### [Quoted text]

_ _ _ _ _

So we saw these women with a couple young girls paddling around.  I looked at Dean and said - "Is it just me, or are these people nuts?"  I used harsher language than that.   He agreed with me.   As we started to head up the lake we got flagged down.  Sure enough, the canoe had capsized (near shore fortunately, but still in water over people's heads) and a leader and girl were in the water (with lifejackets.)  Two other women paddled out without lifejackets to help them.    The woman in the water wasn't exactly petite.  We pulled up and Dean (mostly) and I lifted the woman onto our boat.   It took some effort!   The girlscout was almost ashore.   I'm sure her parents will be thrilled about hearing how the trusted scout leaders took them out in nasty waves and flipped their canoe.  Had they flipped the boat out where we'd previously seen them, we might be reading some sad headlines today.   We joked with them, I snapped a few photos (to be posted soon) and we went on our way.   Interesting day to say the least.

_ _ _ _ _

### [Stored rows]
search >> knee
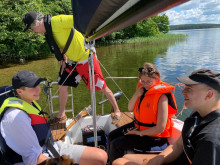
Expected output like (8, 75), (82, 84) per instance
(97, 149), (108, 165)
(112, 158), (124, 165)
(123, 154), (131, 159)
(59, 85), (68, 92)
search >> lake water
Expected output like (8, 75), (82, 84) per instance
(0, 29), (220, 120)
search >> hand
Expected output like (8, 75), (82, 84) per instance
(38, 155), (74, 165)
(60, 49), (68, 63)
(135, 85), (144, 97)
(142, 154), (164, 165)
(125, 127), (139, 135)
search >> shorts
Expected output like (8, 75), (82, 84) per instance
(57, 63), (81, 88)
(60, 143), (86, 164)
(76, 54), (107, 91)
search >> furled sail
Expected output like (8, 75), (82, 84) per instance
(71, 0), (189, 41)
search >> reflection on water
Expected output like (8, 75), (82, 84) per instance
(0, 29), (220, 120)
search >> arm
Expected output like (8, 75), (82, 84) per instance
(1, 108), (46, 164)
(128, 94), (168, 136)
(51, 15), (74, 29)
(128, 85), (144, 111)
(143, 137), (183, 165)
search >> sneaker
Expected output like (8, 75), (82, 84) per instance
(49, 116), (67, 125)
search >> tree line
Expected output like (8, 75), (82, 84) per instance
(0, 0), (169, 65)
(170, 24), (220, 30)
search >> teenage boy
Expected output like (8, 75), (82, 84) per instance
(113, 68), (220, 165)
(0, 70), (107, 165)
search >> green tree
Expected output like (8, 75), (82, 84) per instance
(136, 18), (159, 37)
(152, 14), (170, 33)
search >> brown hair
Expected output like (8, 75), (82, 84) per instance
(138, 62), (160, 79)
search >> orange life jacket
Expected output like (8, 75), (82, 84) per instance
(133, 81), (177, 137)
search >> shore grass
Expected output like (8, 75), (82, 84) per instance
(97, 34), (187, 47)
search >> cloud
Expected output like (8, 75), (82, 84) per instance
(164, 0), (220, 25)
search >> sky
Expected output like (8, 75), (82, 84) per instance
(162, 0), (220, 25)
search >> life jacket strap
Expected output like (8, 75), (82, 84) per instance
(134, 119), (156, 127)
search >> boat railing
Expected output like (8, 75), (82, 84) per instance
(99, 77), (138, 114)
(43, 81), (74, 117)
(42, 77), (138, 117)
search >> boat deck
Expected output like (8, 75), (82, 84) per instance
(50, 112), (133, 141)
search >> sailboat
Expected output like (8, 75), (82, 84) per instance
(0, 0), (188, 157)
(57, 0), (188, 152)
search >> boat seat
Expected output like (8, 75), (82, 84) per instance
(126, 143), (169, 154)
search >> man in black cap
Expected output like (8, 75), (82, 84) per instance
(23, 11), (122, 124)
(0, 70), (107, 165)
(113, 68), (220, 165)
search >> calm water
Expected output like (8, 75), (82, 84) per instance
(0, 29), (220, 119)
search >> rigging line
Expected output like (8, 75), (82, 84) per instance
(43, 50), (88, 111)
(99, 61), (129, 101)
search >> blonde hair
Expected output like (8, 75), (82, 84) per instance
(138, 62), (160, 79)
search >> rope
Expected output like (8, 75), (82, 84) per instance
(43, 50), (87, 111)
(99, 61), (129, 101)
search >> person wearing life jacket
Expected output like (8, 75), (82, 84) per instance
(114, 68), (220, 165)
(0, 70), (107, 165)
(23, 11), (121, 124)
(108, 63), (177, 162)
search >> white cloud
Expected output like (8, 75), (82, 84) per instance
(164, 0), (220, 25)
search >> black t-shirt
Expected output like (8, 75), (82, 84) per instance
(182, 109), (220, 165)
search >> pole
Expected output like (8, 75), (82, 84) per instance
(88, 50), (98, 147)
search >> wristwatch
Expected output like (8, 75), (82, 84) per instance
(140, 131), (142, 136)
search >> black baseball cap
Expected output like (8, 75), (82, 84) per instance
(177, 68), (220, 92)
(12, 70), (46, 89)
(23, 11), (38, 31)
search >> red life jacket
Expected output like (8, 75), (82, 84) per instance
(133, 81), (177, 137)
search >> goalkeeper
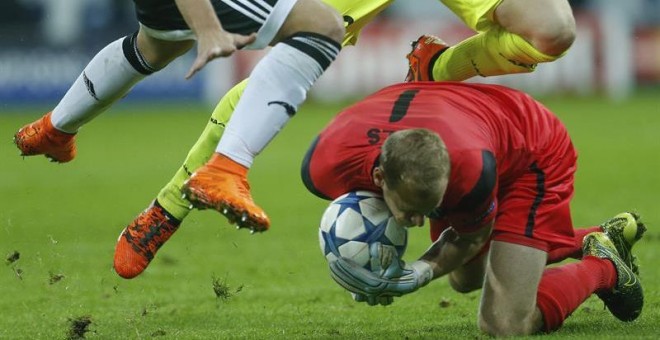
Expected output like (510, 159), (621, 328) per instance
(302, 82), (645, 336)
(114, 0), (575, 278)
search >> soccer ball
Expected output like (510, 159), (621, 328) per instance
(319, 191), (408, 270)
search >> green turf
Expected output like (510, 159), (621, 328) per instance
(0, 95), (660, 339)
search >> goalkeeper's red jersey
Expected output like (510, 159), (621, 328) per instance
(302, 82), (576, 248)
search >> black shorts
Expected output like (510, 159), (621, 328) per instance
(133, 0), (277, 34)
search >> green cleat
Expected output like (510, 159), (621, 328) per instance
(582, 232), (644, 321)
(600, 212), (646, 275)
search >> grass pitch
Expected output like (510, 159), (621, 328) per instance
(0, 91), (660, 339)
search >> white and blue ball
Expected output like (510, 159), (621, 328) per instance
(319, 191), (408, 270)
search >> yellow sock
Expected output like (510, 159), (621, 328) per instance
(157, 79), (247, 221)
(433, 26), (561, 81)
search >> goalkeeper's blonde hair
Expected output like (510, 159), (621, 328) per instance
(379, 129), (450, 201)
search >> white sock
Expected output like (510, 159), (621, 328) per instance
(51, 35), (155, 133)
(216, 33), (341, 168)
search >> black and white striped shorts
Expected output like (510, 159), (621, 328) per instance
(133, 0), (297, 49)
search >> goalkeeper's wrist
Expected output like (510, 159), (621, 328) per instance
(410, 260), (433, 288)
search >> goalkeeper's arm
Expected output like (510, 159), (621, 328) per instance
(419, 221), (494, 279)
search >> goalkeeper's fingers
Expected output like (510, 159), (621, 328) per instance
(330, 257), (418, 296)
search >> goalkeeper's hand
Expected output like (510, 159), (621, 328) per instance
(330, 244), (433, 300)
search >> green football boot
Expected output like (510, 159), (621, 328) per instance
(600, 212), (646, 275)
(582, 232), (644, 321)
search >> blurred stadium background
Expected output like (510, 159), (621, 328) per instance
(0, 0), (660, 106)
(0, 0), (660, 340)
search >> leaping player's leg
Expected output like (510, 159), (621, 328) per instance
(115, 0), (392, 278)
(114, 80), (247, 278)
(408, 0), (575, 81)
(183, 0), (344, 231)
(14, 29), (192, 163)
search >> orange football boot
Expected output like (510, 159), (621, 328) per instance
(14, 112), (76, 163)
(181, 152), (270, 232)
(114, 201), (181, 279)
(406, 34), (449, 82)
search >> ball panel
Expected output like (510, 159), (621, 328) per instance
(339, 241), (369, 267)
(360, 197), (391, 225)
(319, 204), (341, 232)
(319, 191), (407, 270)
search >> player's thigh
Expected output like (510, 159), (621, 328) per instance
(479, 241), (547, 335)
(440, 0), (503, 32)
(494, 0), (576, 55)
(271, 0), (345, 44)
(449, 246), (488, 293)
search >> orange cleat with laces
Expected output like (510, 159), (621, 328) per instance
(406, 34), (449, 82)
(181, 153), (270, 232)
(14, 112), (76, 163)
(114, 201), (181, 279)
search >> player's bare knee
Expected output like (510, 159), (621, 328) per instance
(479, 313), (535, 337)
(449, 275), (483, 294)
(527, 17), (576, 56)
(478, 305), (542, 337)
(273, 0), (346, 44)
(136, 30), (195, 70)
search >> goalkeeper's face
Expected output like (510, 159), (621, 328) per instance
(374, 170), (442, 227)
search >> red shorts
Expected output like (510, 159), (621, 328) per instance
(431, 131), (577, 254)
(492, 131), (577, 252)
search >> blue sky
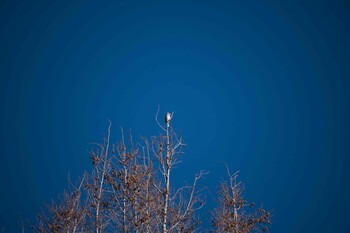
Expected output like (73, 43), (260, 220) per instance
(0, 1), (350, 232)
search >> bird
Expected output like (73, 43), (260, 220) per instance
(165, 112), (172, 127)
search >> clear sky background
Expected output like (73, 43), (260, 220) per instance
(0, 0), (350, 233)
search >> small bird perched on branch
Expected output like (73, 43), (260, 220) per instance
(165, 112), (173, 127)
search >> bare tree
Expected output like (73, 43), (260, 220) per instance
(212, 168), (271, 233)
(30, 178), (87, 233)
(152, 109), (207, 233)
(32, 108), (270, 233)
(84, 122), (112, 233)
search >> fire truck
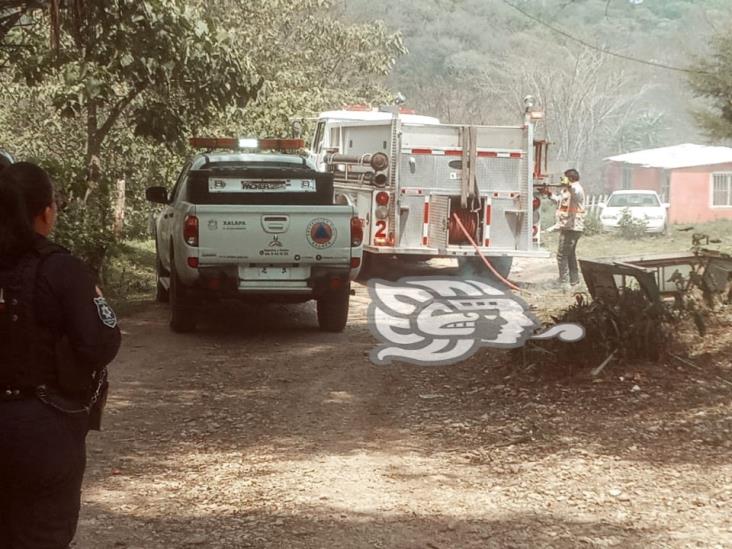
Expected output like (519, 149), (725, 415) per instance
(309, 97), (549, 277)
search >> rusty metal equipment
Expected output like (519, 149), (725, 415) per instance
(579, 248), (732, 303)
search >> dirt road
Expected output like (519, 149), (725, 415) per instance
(75, 260), (732, 549)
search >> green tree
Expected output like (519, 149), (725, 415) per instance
(194, 0), (406, 136)
(7, 0), (262, 270)
(690, 31), (732, 139)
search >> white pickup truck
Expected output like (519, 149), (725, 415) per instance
(146, 148), (363, 332)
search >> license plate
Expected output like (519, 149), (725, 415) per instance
(239, 265), (310, 280)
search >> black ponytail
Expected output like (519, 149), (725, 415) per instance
(0, 162), (53, 257)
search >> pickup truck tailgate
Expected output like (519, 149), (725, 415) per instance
(195, 205), (355, 267)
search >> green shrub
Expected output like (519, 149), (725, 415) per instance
(618, 208), (648, 240)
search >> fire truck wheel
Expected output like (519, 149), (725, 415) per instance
(317, 284), (351, 332)
(356, 252), (381, 282)
(458, 257), (513, 280)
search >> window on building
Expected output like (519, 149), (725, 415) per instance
(623, 166), (633, 191)
(712, 172), (732, 206)
(661, 170), (671, 202)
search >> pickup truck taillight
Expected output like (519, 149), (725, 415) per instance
(351, 217), (363, 248)
(183, 215), (198, 246)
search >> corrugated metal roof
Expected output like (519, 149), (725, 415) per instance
(605, 143), (732, 170)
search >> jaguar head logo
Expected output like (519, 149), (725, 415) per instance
(369, 278), (584, 365)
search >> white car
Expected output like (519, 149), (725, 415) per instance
(600, 190), (668, 233)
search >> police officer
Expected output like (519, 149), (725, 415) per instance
(0, 162), (120, 549)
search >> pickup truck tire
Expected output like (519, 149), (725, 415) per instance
(458, 257), (513, 281)
(155, 255), (170, 303)
(317, 284), (351, 332)
(169, 254), (196, 334)
(155, 234), (170, 303)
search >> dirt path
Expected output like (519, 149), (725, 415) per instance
(75, 264), (732, 549)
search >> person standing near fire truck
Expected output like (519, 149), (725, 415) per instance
(0, 162), (121, 549)
(544, 168), (585, 286)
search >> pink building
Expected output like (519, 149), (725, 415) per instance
(605, 143), (732, 223)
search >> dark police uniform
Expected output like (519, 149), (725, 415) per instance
(0, 236), (120, 549)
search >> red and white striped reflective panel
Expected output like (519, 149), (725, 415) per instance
(402, 149), (524, 159)
(483, 197), (492, 247)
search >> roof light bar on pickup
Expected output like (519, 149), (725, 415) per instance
(189, 137), (305, 151)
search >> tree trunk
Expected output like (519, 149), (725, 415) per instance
(84, 101), (108, 275)
(112, 179), (126, 240)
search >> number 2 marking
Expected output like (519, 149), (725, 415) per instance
(374, 219), (386, 238)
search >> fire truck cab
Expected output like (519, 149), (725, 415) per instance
(309, 103), (549, 276)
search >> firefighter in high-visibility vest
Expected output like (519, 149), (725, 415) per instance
(545, 168), (586, 286)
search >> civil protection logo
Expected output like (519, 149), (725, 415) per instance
(305, 218), (336, 250)
(368, 277), (585, 366)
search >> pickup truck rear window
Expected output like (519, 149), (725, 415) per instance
(188, 167), (333, 206)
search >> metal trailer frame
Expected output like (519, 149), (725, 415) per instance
(579, 249), (732, 304)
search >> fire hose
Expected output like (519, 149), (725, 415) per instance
(452, 213), (528, 293)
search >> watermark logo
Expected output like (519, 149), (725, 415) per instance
(369, 277), (585, 365)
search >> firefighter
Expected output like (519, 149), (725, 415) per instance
(0, 162), (120, 549)
(544, 168), (585, 288)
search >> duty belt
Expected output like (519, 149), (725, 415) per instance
(0, 387), (36, 402)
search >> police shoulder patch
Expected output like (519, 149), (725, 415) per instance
(94, 297), (117, 328)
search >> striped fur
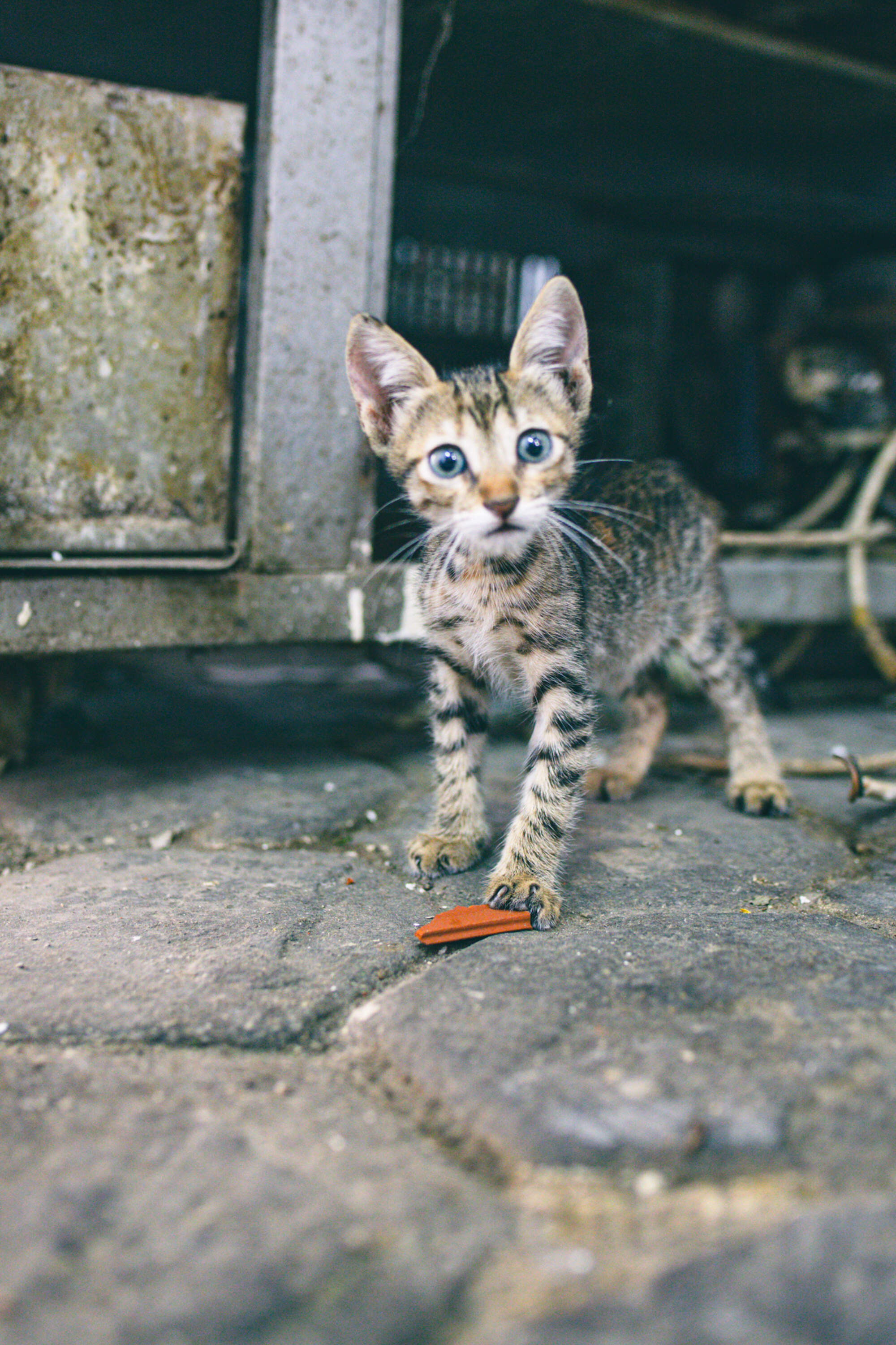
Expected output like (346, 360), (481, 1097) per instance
(347, 277), (788, 930)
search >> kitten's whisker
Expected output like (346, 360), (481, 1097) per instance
(557, 496), (654, 523)
(560, 500), (654, 536)
(361, 532), (444, 588)
(576, 457), (635, 467)
(554, 515), (631, 574)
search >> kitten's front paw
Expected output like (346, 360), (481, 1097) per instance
(725, 780), (791, 818)
(408, 831), (488, 878)
(585, 765), (640, 803)
(486, 870), (560, 930)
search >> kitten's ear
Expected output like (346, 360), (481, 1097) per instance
(510, 276), (590, 420)
(346, 313), (439, 456)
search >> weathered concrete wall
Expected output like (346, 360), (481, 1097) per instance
(0, 67), (245, 551)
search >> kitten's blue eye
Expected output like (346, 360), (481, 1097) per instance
(517, 429), (551, 463)
(429, 444), (467, 479)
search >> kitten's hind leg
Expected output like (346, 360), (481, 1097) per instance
(585, 675), (668, 800)
(408, 655), (490, 877)
(681, 601), (791, 817)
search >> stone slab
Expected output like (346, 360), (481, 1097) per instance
(0, 753), (404, 856)
(517, 1198), (896, 1345)
(0, 1047), (508, 1345)
(346, 900), (896, 1180)
(0, 846), (422, 1049)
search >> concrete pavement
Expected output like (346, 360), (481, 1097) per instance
(0, 652), (896, 1345)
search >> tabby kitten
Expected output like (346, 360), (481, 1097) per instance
(347, 276), (790, 930)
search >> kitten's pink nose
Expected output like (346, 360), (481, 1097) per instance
(483, 495), (519, 522)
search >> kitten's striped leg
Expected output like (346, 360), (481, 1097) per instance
(585, 677), (668, 800)
(408, 655), (490, 876)
(486, 651), (593, 930)
(681, 610), (791, 817)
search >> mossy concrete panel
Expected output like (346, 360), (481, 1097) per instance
(0, 67), (245, 553)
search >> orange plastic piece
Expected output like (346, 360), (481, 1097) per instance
(414, 907), (531, 944)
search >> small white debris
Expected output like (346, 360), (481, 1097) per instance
(633, 1168), (666, 1200)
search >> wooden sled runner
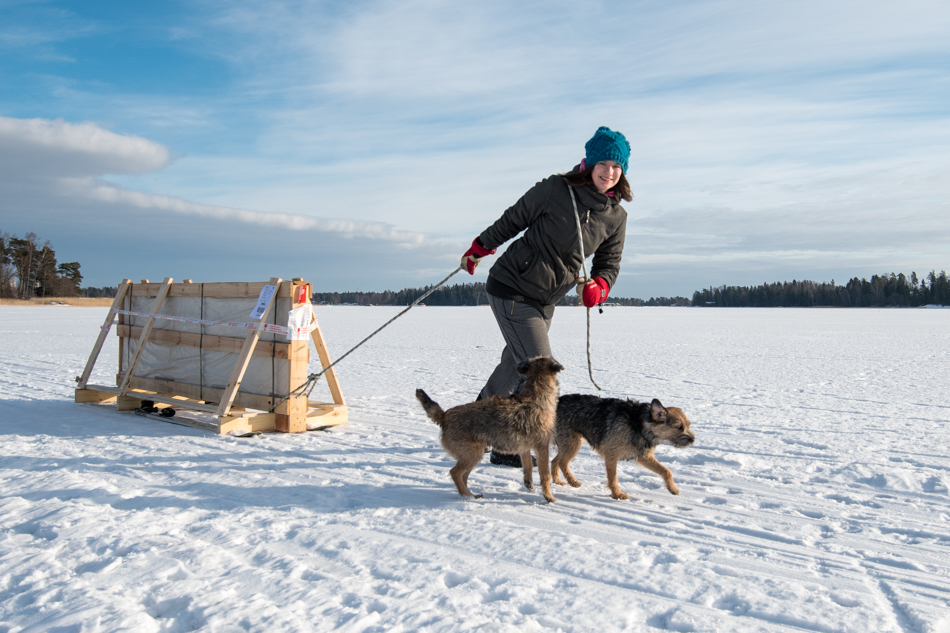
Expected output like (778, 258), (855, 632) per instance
(75, 277), (347, 434)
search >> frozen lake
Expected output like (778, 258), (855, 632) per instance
(0, 306), (950, 633)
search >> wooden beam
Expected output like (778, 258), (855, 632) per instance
(119, 376), (277, 415)
(274, 279), (312, 433)
(212, 277), (278, 418)
(76, 279), (132, 388)
(310, 308), (346, 405)
(119, 277), (172, 395)
(73, 389), (116, 403)
(116, 325), (290, 360)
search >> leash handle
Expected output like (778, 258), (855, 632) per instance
(313, 265), (465, 378)
(567, 183), (603, 391)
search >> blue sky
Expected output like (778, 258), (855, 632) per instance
(0, 0), (950, 298)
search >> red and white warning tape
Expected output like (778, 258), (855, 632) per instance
(100, 308), (317, 338)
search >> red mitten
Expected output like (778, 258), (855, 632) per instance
(581, 277), (610, 308)
(461, 237), (497, 275)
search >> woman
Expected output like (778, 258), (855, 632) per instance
(462, 127), (633, 466)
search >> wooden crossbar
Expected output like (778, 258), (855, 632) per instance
(119, 277), (172, 395)
(217, 277), (281, 417)
(76, 279), (132, 389)
(75, 277), (348, 433)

_ _ _ _ _

### [Requirement]
Please sum up the capsized canoe account above in two sentences.

### [Result for this exercise]
The writer and Dean saw women paddling with young girls in rough conditions and thought they were foolish, and soon afterward they were flagged down because the canoe had capsized near shore, leaving a leader and a girl in the water with lifejackets. Dean and the writer lifted the woman onto their boat while the girl was almost ashore, and the writer notes that a capsize where the group had been seen earlier could have led to sad headlines.